### Problem to solve
Gather every line of the entries below that contains the word "with", and copy each one. Case counts.

==========

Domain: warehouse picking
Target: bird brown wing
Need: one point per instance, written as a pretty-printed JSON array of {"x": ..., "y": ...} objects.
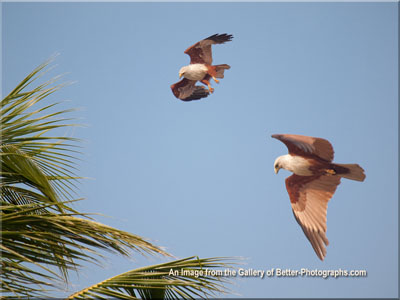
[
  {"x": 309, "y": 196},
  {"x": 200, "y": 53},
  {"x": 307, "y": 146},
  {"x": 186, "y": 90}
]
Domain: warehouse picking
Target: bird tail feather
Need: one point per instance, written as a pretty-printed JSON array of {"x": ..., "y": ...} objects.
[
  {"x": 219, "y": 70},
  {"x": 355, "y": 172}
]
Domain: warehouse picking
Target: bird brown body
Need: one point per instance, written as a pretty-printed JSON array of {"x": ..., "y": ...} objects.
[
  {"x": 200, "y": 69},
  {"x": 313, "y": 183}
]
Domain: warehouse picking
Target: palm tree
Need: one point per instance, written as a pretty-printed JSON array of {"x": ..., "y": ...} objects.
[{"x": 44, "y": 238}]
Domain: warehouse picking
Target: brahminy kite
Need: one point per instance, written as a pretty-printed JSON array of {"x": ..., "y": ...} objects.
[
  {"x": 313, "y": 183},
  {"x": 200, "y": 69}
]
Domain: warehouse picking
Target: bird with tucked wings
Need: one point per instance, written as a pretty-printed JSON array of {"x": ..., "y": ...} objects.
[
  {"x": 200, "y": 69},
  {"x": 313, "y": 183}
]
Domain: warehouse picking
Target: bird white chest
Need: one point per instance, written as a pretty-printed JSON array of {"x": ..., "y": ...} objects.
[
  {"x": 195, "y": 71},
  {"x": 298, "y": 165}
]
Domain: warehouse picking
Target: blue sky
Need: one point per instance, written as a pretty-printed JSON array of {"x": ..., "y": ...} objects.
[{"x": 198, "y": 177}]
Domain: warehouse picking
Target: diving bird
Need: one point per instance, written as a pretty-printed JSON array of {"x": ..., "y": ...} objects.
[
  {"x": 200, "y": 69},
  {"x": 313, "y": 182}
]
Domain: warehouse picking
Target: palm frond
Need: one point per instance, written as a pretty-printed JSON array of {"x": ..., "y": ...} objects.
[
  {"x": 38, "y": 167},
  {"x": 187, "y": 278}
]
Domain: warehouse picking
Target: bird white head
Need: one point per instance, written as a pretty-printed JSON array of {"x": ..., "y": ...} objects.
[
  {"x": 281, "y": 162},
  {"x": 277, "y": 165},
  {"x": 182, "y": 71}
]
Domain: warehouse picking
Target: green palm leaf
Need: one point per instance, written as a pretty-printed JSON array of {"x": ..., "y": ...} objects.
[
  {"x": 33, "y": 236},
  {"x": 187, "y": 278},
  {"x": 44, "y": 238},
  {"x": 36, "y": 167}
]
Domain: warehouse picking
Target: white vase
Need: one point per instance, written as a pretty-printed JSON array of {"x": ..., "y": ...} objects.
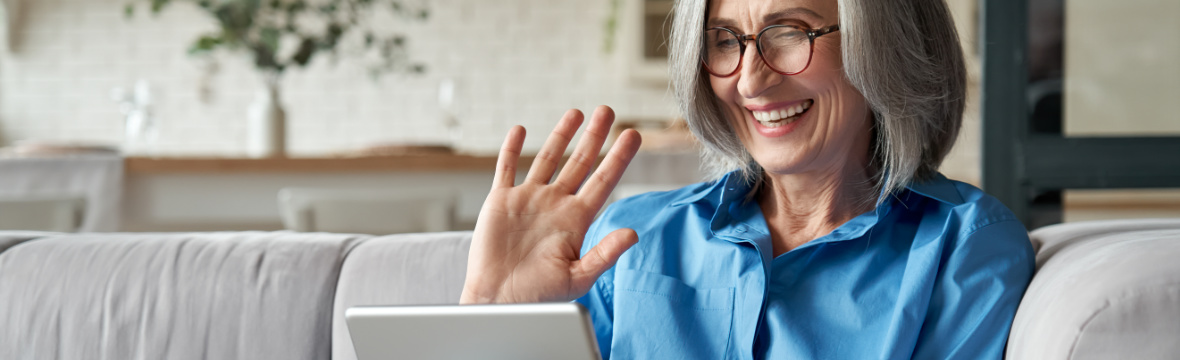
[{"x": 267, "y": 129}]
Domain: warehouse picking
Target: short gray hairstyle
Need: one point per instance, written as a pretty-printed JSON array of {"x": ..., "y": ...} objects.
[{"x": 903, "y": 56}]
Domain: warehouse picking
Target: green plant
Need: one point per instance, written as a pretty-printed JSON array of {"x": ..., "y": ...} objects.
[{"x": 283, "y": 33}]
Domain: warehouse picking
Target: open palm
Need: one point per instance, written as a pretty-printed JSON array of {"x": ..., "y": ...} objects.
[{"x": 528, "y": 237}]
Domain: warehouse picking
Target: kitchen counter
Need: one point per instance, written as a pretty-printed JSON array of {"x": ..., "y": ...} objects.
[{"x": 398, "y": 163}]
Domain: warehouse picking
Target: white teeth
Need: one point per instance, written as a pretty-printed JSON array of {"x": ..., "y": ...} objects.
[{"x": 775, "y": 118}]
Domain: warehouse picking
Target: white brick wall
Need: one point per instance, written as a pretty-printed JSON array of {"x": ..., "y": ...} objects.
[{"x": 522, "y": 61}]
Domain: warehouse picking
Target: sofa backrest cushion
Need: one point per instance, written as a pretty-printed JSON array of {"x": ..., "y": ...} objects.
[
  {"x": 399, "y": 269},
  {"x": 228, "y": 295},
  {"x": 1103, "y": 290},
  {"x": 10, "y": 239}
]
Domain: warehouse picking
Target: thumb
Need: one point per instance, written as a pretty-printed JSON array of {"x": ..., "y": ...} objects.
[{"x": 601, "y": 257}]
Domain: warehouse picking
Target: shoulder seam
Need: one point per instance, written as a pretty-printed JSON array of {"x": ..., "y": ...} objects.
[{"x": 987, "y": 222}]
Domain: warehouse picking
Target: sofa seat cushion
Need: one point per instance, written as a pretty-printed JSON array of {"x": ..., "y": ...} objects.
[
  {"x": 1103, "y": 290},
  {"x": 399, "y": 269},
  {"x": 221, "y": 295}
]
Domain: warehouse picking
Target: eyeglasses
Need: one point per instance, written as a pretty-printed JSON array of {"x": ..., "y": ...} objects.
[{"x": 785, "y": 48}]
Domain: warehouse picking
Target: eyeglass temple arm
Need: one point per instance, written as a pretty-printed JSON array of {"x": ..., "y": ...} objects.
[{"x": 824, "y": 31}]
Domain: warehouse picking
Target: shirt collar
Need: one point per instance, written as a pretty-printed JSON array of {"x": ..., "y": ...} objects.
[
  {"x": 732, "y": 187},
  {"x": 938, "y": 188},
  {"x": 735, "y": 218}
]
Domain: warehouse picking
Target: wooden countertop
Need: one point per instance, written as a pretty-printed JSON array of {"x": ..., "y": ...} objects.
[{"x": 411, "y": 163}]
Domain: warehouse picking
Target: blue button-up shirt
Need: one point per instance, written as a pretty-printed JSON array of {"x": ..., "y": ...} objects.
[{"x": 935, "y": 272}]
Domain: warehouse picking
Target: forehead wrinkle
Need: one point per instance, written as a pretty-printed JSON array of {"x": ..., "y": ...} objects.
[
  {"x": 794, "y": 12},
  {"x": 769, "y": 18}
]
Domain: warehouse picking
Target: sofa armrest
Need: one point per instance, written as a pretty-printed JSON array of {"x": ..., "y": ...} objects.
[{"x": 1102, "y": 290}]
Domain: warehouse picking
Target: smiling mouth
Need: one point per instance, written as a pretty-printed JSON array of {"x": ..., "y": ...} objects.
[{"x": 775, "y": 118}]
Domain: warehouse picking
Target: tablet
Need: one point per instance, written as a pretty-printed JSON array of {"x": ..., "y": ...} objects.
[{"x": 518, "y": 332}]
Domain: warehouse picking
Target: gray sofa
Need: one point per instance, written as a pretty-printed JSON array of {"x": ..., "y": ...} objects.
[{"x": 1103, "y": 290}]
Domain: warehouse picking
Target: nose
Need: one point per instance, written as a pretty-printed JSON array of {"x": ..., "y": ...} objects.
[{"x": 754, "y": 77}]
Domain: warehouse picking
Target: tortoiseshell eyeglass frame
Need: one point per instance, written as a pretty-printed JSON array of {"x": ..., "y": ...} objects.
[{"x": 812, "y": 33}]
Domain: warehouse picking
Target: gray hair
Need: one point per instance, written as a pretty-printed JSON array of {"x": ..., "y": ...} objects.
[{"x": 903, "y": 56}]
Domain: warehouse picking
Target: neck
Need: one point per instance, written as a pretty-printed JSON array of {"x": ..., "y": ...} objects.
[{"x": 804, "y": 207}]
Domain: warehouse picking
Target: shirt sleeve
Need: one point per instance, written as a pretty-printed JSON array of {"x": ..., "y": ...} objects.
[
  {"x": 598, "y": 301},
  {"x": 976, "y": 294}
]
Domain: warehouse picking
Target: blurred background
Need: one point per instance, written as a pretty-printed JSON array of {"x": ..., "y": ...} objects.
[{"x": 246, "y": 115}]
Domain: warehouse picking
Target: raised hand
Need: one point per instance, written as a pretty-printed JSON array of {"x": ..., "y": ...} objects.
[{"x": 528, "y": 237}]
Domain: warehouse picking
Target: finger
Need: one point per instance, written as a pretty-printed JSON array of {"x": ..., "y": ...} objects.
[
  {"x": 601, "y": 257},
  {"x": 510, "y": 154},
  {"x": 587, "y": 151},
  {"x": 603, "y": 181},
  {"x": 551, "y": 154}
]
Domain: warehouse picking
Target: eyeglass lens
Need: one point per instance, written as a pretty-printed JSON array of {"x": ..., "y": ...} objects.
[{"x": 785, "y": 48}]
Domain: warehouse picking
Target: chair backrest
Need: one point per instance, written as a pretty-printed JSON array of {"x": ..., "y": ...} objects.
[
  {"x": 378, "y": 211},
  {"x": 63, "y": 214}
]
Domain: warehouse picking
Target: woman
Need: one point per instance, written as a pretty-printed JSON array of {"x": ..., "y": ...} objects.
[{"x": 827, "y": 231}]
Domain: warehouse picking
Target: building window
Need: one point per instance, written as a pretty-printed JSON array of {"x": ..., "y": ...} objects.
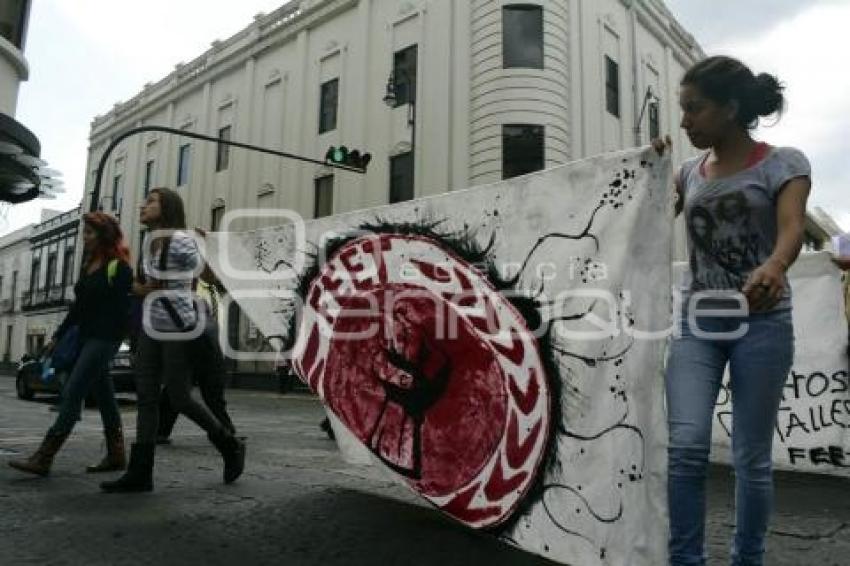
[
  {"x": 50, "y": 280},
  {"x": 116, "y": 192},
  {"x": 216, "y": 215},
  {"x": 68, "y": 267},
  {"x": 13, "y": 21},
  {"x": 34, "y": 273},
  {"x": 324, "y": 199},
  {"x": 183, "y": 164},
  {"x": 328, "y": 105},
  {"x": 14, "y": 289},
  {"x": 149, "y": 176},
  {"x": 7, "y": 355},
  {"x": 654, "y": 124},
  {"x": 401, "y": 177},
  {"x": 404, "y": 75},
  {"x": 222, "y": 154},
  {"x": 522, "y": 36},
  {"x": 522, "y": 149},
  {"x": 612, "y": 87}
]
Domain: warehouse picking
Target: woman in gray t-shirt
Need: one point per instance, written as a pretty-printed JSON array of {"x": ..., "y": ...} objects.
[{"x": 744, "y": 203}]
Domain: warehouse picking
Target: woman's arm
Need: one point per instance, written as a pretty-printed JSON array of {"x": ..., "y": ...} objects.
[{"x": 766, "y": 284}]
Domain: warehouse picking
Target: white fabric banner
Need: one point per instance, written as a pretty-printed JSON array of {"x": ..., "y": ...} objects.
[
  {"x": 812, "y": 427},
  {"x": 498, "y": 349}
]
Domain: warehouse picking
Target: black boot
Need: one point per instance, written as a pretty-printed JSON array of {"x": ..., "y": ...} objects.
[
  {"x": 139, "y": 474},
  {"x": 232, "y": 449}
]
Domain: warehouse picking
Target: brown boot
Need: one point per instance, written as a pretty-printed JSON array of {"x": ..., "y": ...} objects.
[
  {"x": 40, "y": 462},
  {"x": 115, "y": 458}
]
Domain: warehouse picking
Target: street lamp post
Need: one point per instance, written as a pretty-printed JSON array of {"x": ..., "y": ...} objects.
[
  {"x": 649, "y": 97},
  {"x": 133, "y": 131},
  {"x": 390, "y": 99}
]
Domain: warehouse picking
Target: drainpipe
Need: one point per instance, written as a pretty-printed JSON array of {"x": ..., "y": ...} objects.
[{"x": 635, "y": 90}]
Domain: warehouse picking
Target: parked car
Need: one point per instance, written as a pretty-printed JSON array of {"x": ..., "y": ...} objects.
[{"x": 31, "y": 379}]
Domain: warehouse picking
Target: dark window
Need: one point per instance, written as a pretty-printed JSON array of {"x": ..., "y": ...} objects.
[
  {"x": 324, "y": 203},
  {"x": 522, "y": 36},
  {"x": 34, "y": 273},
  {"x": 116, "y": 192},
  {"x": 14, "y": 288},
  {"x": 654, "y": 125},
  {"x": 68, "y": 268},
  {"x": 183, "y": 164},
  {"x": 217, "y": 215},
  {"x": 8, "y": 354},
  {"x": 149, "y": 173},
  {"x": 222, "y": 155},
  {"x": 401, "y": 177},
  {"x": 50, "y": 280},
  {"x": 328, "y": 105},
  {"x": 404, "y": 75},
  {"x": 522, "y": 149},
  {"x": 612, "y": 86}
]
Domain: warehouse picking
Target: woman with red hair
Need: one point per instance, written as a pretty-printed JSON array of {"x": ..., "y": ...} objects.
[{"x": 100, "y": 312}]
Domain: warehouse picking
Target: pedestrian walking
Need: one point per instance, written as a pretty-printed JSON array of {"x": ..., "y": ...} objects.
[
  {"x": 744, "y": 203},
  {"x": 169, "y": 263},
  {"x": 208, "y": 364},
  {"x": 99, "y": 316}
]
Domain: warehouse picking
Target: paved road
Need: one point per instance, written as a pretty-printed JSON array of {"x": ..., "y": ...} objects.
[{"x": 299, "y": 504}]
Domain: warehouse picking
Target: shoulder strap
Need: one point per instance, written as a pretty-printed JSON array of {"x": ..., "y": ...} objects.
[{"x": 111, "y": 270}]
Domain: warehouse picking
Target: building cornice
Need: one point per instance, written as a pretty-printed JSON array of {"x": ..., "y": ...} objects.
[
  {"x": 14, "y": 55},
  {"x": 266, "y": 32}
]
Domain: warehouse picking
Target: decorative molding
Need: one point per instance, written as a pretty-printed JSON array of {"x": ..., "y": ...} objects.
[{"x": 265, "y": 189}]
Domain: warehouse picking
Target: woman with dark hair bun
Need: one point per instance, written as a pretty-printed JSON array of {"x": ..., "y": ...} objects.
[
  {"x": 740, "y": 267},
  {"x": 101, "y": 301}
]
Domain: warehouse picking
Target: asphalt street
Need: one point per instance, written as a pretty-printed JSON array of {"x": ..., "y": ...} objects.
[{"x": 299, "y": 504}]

==========

### Result of this exercise
Target: bird with tucked wings
Target: woman with red hair
Target: woman with dark hair bun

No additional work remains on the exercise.